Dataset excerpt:
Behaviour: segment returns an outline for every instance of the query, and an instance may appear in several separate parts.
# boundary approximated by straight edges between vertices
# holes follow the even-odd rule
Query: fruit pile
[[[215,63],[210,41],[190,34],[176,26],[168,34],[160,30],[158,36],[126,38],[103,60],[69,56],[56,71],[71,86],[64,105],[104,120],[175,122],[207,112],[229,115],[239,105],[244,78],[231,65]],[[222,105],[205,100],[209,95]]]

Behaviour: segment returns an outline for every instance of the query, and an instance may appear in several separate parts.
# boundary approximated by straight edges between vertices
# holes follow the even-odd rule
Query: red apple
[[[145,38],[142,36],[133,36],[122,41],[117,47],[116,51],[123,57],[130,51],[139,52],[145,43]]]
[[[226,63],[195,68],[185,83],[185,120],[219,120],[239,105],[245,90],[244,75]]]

Prompt:
Extract every line of the records above and reproduce each one without any change.

Final result:
Behaviour: segment returns an outline for every instance of the query, and an instance may appear in several separate parts.
# boundary approximated by straight edges between vertices
# holes follow the even-odd rule
Query: fruit pile
[[[215,63],[210,41],[190,34],[176,26],[168,34],[160,30],[158,36],[126,38],[103,60],[69,56],[56,71],[71,86],[64,105],[104,120],[175,122],[207,112],[229,115],[239,105],[244,78],[231,65]],[[222,105],[205,100],[209,95]]]

Behaviour: segment returns an outline for every instance of the query, and an instance may appear in several separate parts.
# boundary approximated by straight edges between vertices
# holes follow the even-odd rule
Query: red apple
[[[145,38],[142,36],[133,36],[122,41],[117,47],[116,51],[123,57],[130,51],[139,52],[145,43]]]
[[[226,63],[195,68],[185,83],[185,120],[219,120],[239,105],[245,90],[244,75]]]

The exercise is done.